STORED RECORDS:

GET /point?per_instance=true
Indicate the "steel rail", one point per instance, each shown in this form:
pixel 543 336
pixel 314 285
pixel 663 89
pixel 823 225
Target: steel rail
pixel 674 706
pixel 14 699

WORK TO DO: Render the entries above as a Markdown table with the columns "Index" and "Text". Each line goes in its own row, and blank lines are omitted.

WRITTEN REPLY:
| Index | Text |
|---|---|
| 1 | GET /point?per_instance=true |
| 2 | Indicate the "steel rail", one point per instance, each shown in this form: |
| 3 | pixel 543 336 |
| 4 | pixel 314 285 |
| 5 | pixel 663 89 |
| 6 | pixel 823 225 |
| 7 | Target: steel rail |
| 8 | pixel 674 706 |
| 9 | pixel 14 699 |